Quote the material exactly from the line that contains "Point out every instance of the bee's" through its last line. Any pictures are to be left out.
►
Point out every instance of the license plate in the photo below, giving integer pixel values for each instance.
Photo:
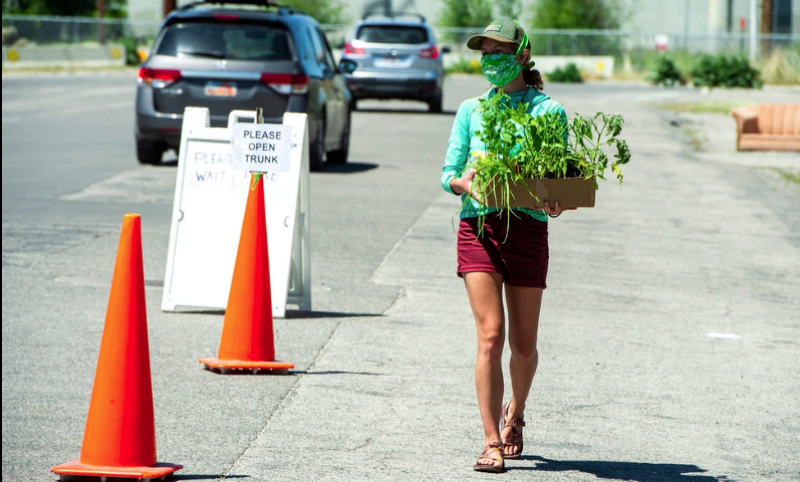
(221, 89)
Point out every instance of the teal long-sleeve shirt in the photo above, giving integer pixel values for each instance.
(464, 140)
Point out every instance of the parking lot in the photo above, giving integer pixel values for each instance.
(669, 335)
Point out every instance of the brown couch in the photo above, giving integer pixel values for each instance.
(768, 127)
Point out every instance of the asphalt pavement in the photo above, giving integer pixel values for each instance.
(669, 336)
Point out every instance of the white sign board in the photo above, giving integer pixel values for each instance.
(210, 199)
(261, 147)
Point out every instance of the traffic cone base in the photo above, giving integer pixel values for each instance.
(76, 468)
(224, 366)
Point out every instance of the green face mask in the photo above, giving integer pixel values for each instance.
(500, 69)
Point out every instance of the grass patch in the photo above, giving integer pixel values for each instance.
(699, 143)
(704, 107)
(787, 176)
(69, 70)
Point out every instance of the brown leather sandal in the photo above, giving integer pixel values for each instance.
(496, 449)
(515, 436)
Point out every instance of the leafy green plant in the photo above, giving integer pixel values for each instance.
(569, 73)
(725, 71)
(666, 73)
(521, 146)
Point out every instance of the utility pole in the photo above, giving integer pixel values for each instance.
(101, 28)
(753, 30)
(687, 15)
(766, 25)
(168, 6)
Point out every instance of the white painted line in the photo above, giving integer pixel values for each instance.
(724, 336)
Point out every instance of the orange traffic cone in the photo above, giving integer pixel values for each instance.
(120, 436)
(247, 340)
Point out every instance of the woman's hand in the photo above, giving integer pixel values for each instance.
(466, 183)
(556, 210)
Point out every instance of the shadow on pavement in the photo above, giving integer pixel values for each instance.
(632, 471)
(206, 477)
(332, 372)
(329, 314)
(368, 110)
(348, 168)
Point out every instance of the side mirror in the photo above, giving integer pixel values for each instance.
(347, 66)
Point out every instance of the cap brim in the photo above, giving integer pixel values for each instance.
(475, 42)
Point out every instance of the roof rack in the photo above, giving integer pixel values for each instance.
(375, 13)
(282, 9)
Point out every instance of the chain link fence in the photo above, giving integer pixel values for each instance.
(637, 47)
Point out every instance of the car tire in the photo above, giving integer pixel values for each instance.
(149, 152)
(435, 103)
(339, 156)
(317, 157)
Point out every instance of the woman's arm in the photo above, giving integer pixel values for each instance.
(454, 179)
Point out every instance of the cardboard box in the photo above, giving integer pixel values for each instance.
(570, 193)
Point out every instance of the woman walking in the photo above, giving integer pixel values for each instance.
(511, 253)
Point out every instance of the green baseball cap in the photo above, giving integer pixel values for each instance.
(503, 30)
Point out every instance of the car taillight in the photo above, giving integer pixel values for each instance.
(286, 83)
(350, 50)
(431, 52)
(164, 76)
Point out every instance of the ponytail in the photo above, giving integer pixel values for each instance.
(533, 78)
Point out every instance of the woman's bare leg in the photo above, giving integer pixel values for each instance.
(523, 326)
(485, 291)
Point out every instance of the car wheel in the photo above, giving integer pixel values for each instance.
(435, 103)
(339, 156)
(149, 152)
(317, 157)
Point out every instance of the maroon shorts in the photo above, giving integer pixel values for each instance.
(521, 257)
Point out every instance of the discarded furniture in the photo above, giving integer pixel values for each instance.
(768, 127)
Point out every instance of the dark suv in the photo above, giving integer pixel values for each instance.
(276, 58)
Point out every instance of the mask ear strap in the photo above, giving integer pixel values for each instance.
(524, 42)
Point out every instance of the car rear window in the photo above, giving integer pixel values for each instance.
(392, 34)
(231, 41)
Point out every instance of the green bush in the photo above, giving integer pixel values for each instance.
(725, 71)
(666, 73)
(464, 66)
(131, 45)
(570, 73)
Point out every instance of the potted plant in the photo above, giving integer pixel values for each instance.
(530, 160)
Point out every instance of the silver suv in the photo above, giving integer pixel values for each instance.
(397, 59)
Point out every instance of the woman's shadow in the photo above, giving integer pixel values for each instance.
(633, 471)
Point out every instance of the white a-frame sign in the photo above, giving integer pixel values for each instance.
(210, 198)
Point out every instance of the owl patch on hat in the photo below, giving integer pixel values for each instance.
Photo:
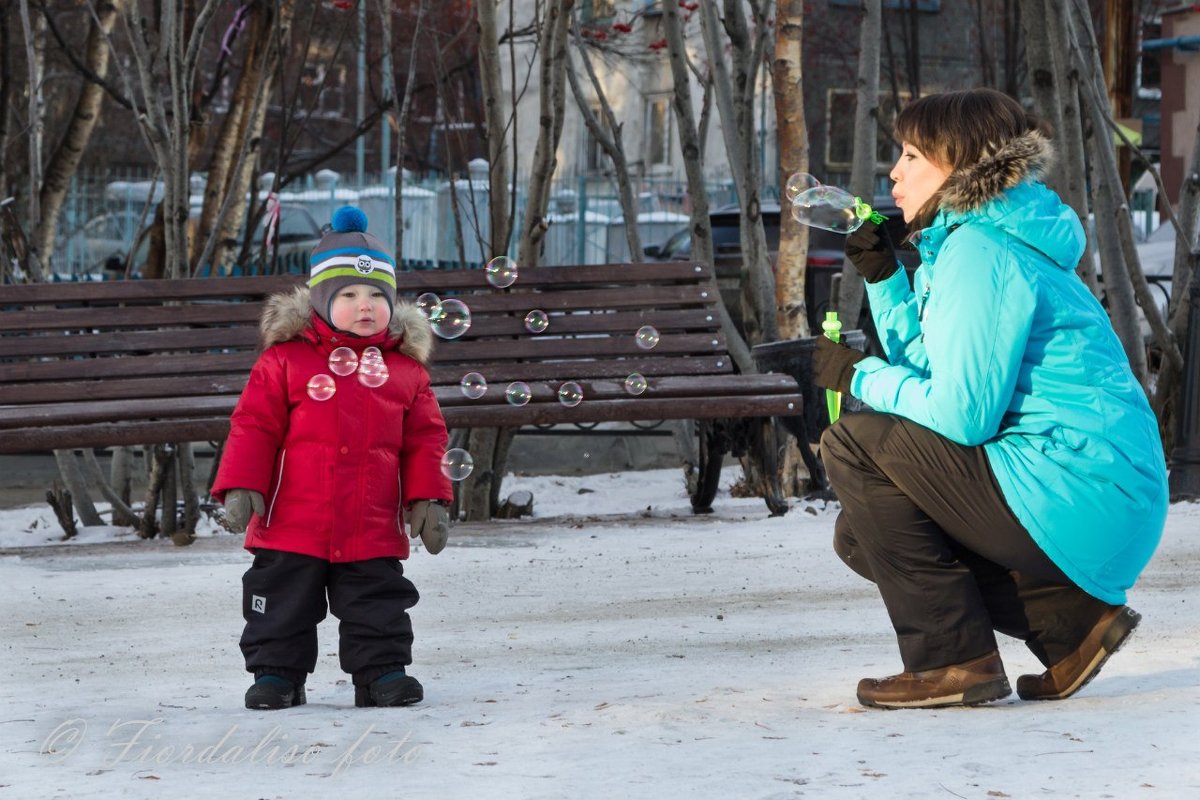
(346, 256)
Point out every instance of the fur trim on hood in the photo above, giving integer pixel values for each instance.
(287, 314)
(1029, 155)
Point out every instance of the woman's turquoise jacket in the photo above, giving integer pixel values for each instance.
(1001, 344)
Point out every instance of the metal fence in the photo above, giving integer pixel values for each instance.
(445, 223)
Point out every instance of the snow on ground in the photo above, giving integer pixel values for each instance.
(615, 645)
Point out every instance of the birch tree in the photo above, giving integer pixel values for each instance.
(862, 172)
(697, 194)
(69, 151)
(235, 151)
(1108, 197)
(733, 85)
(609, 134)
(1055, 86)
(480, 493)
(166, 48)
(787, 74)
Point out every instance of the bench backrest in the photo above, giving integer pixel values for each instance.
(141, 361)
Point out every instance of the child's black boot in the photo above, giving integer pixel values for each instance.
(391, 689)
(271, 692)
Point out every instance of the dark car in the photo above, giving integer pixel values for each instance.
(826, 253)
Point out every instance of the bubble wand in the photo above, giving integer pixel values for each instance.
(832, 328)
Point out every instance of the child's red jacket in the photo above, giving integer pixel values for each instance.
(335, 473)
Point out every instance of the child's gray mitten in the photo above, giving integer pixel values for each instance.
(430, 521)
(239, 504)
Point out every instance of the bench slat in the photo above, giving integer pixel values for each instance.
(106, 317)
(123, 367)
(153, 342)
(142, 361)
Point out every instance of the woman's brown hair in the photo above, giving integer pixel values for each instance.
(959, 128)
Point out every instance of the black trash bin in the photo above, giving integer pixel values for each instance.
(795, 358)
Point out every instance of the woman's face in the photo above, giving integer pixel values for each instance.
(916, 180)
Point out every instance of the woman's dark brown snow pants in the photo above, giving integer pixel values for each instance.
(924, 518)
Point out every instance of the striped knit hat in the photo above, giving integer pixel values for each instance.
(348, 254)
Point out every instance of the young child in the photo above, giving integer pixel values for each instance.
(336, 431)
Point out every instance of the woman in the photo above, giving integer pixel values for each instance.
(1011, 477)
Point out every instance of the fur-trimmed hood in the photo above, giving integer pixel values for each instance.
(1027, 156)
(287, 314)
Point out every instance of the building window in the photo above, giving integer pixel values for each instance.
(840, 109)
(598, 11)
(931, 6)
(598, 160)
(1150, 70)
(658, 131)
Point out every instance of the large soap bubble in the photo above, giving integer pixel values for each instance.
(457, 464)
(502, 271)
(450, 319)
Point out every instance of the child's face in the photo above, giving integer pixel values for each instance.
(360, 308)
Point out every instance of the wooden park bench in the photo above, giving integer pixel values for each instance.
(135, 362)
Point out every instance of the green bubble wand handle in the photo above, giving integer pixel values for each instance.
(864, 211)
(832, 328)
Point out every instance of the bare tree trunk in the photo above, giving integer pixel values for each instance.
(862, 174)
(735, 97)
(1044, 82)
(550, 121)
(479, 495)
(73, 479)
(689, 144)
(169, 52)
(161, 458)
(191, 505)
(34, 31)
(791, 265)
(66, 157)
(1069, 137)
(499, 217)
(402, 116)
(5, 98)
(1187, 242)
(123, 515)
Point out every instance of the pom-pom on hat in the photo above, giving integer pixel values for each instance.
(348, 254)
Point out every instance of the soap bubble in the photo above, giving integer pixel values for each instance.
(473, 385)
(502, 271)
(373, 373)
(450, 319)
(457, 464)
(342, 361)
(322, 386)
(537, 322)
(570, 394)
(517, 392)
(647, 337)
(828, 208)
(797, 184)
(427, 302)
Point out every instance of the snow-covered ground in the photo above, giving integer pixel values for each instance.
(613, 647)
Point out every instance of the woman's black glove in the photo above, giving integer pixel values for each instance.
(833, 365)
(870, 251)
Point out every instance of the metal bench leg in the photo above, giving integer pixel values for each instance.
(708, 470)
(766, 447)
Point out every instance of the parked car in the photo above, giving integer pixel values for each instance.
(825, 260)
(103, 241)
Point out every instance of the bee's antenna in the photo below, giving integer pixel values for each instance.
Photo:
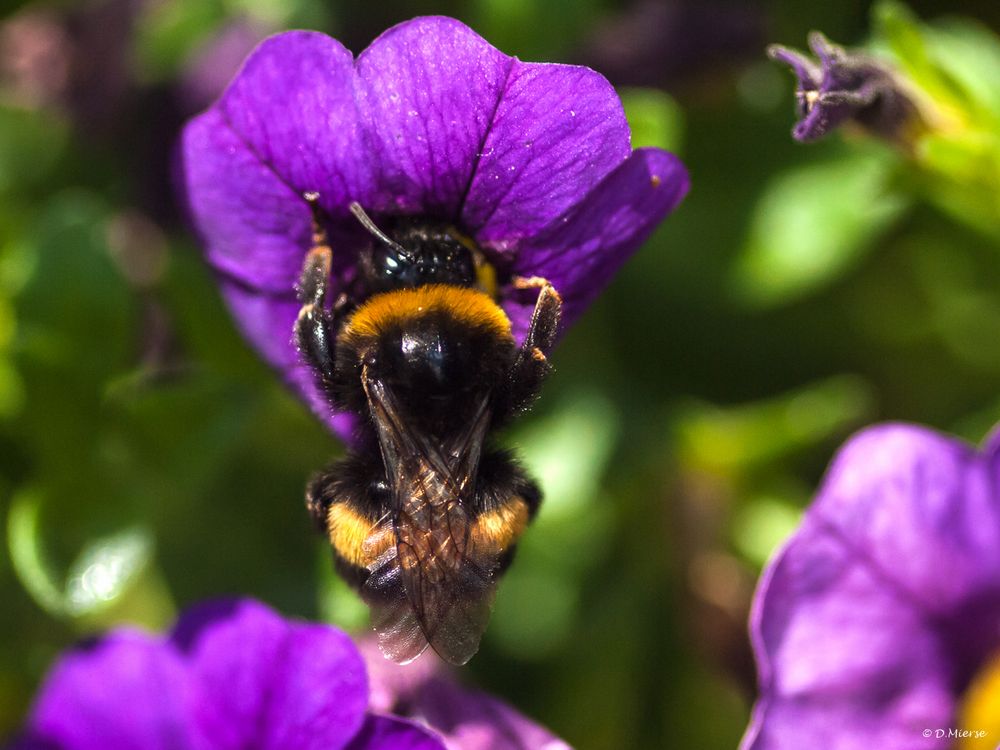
◄
◆ **RESPONSE AREA**
Point out every instance of the bee's antenna in the photo below, giving integer pixel values for each instance.
Photo:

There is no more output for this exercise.